Piling on is a tried-and-true tactic of prosecutors determined to slam the jailhouse door on bad guys. There’s an old saying that in the hands of a relentless prosecutor, a grand jury will indict a ham sandwich. Accuse a suspect of enough ham sandwiches and chances are the trial jury will convict him of at least one of them. Jurors try to be reasonable people. Reasonable people compromise.

As Swartz’s legal predicament went from bad to worse on the screen, my thoughts drifted to last winter’s NATO 3 trial. This was the terrorism trial in Cook County Criminal Court that, if you casually followed it in the papers, you might have thought the government lost.

For instance, when the trial ended the Sun-Times carried this headline:

NATO 3 defense hails ‘huge victory’— prosecutor insists ‘this is not a defeat’

The Sun-Times reported that defendants Brian Church, Brent Betterly, and Jared Chase, charged with a state law passed in the aftermath of 9/11, were acquitted of conspiring to commit and abet terrorism during the 2012 NATO summit in Chicago. If convicted, they’d have faced up to 30 years in prison.

“Their attorneys were ecstatic that the most damning charges were dismissed,” said the Sun-Times.

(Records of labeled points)
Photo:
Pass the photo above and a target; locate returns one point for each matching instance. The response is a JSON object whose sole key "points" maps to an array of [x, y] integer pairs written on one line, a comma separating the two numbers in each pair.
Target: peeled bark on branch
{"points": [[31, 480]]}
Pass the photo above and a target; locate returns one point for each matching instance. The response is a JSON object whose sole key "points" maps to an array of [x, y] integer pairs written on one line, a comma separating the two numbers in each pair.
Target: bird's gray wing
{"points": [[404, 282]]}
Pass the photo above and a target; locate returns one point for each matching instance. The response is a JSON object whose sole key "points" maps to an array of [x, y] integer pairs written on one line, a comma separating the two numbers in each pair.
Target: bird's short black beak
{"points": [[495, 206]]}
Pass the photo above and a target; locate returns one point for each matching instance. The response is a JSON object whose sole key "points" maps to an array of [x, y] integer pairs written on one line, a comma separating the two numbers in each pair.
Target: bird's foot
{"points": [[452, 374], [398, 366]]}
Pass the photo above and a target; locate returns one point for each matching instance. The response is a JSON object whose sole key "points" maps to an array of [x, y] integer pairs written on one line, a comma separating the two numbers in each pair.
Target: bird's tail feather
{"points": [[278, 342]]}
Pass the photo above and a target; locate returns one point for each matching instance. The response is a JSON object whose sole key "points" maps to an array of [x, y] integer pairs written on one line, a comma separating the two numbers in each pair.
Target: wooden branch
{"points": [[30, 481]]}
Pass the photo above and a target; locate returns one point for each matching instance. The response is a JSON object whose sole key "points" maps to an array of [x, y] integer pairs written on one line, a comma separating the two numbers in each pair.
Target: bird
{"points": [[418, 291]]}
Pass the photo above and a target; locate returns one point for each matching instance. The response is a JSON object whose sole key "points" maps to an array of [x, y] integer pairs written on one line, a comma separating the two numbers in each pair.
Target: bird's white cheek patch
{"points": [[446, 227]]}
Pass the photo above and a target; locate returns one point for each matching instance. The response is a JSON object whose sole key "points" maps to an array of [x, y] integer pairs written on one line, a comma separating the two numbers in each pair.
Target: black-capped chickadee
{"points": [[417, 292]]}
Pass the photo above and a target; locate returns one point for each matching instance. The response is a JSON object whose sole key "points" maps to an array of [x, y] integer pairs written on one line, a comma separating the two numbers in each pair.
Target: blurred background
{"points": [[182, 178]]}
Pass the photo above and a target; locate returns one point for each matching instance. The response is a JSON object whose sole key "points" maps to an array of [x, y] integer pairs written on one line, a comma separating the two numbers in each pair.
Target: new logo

# SET EXERCISE A:
List every line of the records that contains the string "branch".
# SET EXERCISE B:
Pick up the piece on prosecutors and the NATO 3 trial right after its final sentence, and keep writing it.

# EXPECTED ANSWER A:
Target: peeled bark on branch
Target: wooden branch

# EXPECTED ANSWER B:
The Tribune story began, “Cook County prosecutors’ first-ever terrorism case collapsed Friday.” A defense attorney praised the jury for seeing through the prosecution’s scheme. “This was a political prosecution in every sense of the word,” he said.

That was the dominant angle in the media—the prosecution overreached and its case fell apart. But the NATO 3 were convicted of mob action, and a few weeks later they went back to court and were handed sentences that ranged from five to eight years in prison. Five years isn’t a weekend. Was the silver lining that it could have been 30 years? Or was the silver lining knowing that the actual prison terms would be shorter since they’d already spent two years in jail awaiting trial?

Or maybe there was no silver lining.

I wonder if a change in legal procedures would be a good thing: prosecutors can charge a defendant with as many counts as they want. But they should be careful—if they can’t make the most serious charge stick, then the two-bit charges go too.